Task objective: Your answer should repeat every record verbatim.

Data provided:
------------------------------------------------------------------------

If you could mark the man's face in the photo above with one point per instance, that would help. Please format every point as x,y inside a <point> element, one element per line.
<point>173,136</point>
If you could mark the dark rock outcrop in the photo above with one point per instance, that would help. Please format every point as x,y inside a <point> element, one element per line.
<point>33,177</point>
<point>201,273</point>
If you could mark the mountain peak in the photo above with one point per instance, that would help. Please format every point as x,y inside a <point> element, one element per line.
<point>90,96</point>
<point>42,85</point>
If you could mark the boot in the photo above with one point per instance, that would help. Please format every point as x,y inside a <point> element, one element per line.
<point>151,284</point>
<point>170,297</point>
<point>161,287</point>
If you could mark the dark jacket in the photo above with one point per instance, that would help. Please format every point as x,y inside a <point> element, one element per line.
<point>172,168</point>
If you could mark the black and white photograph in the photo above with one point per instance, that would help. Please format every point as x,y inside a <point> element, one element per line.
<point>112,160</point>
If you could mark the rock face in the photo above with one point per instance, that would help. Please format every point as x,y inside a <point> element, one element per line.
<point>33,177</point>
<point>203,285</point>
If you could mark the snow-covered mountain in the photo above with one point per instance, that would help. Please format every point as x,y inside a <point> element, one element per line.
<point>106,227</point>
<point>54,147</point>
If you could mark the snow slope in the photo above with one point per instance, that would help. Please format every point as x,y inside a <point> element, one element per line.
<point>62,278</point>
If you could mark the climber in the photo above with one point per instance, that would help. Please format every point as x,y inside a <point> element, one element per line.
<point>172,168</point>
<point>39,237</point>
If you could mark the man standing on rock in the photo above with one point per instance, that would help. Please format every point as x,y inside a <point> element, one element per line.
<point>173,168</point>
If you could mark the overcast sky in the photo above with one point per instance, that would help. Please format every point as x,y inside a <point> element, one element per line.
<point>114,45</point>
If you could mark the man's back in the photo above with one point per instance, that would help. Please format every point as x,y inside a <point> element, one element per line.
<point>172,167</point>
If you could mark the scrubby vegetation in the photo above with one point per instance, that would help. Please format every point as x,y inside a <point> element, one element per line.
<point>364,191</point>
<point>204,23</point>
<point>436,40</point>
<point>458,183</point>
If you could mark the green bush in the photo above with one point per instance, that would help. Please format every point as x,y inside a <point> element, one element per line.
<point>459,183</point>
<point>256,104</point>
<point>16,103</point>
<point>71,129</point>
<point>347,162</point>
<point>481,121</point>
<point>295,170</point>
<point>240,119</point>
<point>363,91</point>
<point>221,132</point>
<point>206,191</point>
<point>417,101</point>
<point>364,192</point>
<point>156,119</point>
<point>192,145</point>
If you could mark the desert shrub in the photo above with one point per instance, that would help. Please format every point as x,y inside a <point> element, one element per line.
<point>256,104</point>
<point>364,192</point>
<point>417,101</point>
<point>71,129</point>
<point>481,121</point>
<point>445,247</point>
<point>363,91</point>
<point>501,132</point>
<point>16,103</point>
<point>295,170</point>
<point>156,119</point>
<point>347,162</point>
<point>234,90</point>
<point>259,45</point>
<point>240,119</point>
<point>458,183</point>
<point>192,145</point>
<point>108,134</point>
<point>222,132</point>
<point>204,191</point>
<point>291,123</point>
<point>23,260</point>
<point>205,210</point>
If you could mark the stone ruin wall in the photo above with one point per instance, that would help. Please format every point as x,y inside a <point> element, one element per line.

------------------------------------------------------------------------

Exercise answer:
If you could mark the man's face in the photo above with one point per instance, that would help. Please format every point as x,y inside a <point> element, one element per line.
<point>173,136</point>
If you could mark the dark rock outcrop in the photo above with one point per instance, that would help. Please format every point as x,y inside a <point> element, one element per line.
<point>33,177</point>
<point>201,273</point>
If you could mark the mountain peak in the photo above with one point per instance, that would help. Please format every point as x,y inside a <point> element, one element per line.
<point>90,96</point>
<point>42,85</point>
If you could mark the boot in the photo above with one point per instance, that would help. Please format every point as x,y inside a <point> element, one element per line.
<point>151,284</point>
<point>170,297</point>
<point>161,287</point>
If you could mark the dark jacket in the photo above with one point per instance, that would help. Please format every point as x,y inside a <point> element, one element per line.
<point>172,168</point>
If you could mark the black and white photograph in the photo above with one point per instance, that would help. Please format every point as x,y inside a <point> element, one element per line.
<point>112,160</point>
If you could mark the rock face in the photo above with one point per instance, that would help. Please format every point as x,y inside a <point> element, one element per line.
<point>33,177</point>
<point>203,285</point>
If you could mark the snow-covered mountain in the photo above with one point per instance, that would help. Please format every point as x,y inside a <point> element, one element per line.
<point>106,227</point>
<point>54,147</point>
If you could mark the snow slope in the photo above with one point per instance, that would help. Please format every point as x,y inside a <point> element, one element per line.
<point>62,278</point>
If you could mark the climber in the photo above with one point per instance, that would help. Please format every point as x,y inside a <point> element, one element per line.
<point>172,168</point>
<point>39,237</point>
If you could mark the man standing on rock in the photo above with one point per instance, that would help. Please format every point as x,y inside a <point> element, one element per line.
<point>173,168</point>
If you could mark the overcast sky in the photo above with one point per instance, that would help. Please format every point as x,y inside a <point> element, one element per line.
<point>114,45</point>
If you could mark the man's back in the photo above with one point per instance, that would help. Please format every point as x,y inside a <point> element, one element per line.
<point>172,167</point>
If you could mark the scrubby vegetation in the photo above with one point per instance, that would help. Please format every point as x,y inside a <point> element, one element per line.
<point>364,191</point>
<point>204,23</point>
<point>436,40</point>
<point>458,183</point>
If you could mark the green bush in the photo above with one point per instance, that would help. Please format every point as x,y inside a <point> element, one element per line.
<point>459,183</point>
<point>256,104</point>
<point>16,103</point>
<point>71,129</point>
<point>347,162</point>
<point>481,121</point>
<point>295,170</point>
<point>240,119</point>
<point>363,91</point>
<point>221,132</point>
<point>206,191</point>
<point>417,101</point>
<point>364,192</point>
<point>156,119</point>
<point>192,145</point>
If you could mark the desert shrub in the photo above with one point per instance, that would help. Please format every point as x,y inside a <point> element, one element per line.
<point>256,104</point>
<point>364,192</point>
<point>417,101</point>
<point>71,129</point>
<point>481,121</point>
<point>445,247</point>
<point>363,91</point>
<point>501,132</point>
<point>16,103</point>
<point>295,170</point>
<point>156,119</point>
<point>347,162</point>
<point>234,90</point>
<point>259,45</point>
<point>240,119</point>
<point>458,183</point>
<point>192,145</point>
<point>108,134</point>
<point>222,132</point>
<point>204,191</point>
<point>291,123</point>
<point>23,260</point>
<point>205,210</point>
If you could mark the stone ruin wall in the photo above with one point per instance, that would help. Please format every point as x,y inside a <point> element, one element per line.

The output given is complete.